> EXERCISE: Write out only the tail of the records, beginning at the line containing "Where can the bird's" and including the last line, exactly as written.

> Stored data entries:
========

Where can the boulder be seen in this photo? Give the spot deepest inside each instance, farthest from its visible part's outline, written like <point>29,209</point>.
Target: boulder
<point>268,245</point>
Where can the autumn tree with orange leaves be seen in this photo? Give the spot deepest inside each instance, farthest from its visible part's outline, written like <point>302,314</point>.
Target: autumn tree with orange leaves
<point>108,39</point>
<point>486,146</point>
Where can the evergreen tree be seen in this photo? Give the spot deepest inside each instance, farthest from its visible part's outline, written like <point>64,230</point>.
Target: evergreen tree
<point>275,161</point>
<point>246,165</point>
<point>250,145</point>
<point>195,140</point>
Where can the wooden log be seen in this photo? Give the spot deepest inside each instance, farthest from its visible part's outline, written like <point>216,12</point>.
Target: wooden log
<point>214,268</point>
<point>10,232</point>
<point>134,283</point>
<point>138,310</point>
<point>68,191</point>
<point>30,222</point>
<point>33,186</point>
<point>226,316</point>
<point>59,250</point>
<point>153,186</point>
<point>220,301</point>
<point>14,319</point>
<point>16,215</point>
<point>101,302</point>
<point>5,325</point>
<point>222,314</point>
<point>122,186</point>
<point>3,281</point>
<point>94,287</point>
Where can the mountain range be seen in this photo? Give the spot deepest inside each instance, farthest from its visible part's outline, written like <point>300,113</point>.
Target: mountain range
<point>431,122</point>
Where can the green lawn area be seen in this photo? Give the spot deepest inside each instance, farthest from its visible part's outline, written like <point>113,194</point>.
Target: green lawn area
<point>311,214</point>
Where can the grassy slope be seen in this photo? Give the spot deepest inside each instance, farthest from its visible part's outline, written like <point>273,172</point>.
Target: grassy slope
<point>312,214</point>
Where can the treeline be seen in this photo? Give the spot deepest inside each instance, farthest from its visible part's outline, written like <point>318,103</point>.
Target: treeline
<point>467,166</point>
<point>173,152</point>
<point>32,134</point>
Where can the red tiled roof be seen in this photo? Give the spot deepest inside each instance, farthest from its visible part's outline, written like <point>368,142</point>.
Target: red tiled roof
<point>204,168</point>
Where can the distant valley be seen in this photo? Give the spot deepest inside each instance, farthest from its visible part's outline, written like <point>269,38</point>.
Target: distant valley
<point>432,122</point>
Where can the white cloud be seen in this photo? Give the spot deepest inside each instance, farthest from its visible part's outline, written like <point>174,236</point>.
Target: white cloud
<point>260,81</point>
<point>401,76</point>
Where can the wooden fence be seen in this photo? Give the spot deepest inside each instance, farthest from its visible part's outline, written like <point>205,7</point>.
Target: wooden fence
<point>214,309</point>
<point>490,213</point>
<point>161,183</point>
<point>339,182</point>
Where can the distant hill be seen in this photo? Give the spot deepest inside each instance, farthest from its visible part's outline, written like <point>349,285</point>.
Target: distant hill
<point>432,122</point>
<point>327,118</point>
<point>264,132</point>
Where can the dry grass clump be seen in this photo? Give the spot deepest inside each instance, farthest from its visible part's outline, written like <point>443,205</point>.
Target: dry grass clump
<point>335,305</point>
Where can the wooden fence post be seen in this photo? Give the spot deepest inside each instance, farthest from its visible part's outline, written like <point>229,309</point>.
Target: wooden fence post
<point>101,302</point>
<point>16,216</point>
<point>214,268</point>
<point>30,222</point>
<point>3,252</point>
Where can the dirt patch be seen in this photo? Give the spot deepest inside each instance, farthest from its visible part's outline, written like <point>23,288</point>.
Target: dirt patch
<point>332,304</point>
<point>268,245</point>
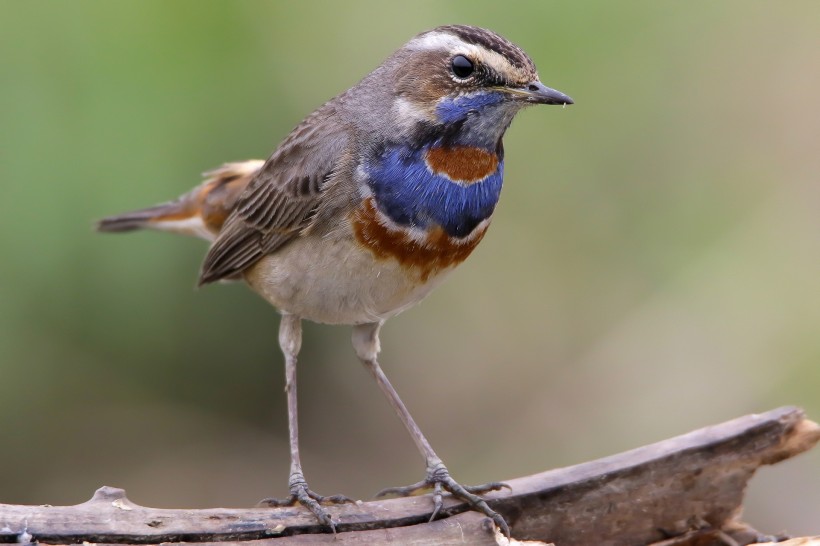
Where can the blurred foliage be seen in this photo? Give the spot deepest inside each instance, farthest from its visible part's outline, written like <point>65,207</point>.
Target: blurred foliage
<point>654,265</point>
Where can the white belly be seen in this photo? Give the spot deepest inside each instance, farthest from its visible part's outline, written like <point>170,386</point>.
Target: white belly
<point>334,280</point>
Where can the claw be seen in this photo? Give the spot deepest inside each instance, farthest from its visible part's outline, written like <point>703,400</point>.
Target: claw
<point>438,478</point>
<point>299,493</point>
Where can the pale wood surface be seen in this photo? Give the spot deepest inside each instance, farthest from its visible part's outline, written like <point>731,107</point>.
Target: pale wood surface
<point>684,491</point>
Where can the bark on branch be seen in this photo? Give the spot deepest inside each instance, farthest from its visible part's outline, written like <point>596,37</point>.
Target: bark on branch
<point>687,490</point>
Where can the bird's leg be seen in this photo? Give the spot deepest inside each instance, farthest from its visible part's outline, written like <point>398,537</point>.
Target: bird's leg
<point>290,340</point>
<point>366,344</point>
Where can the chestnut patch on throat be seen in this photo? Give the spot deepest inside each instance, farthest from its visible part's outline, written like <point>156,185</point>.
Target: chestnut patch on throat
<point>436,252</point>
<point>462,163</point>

========

> SOLVED PROBLEM:
Where can the bird's leg be seen in this photo? Give the spot deepest inside each instance, farthest from its visible part's outline, written like <point>398,537</point>.
Target: bird's leg
<point>290,340</point>
<point>366,344</point>
Where can the chestnut patch on throat be seen in this photo? Give the spot deepest inside each instance, farthest from its visible part's outline, written like <point>156,185</point>.
Target: chestnut patch on throat
<point>436,252</point>
<point>462,163</point>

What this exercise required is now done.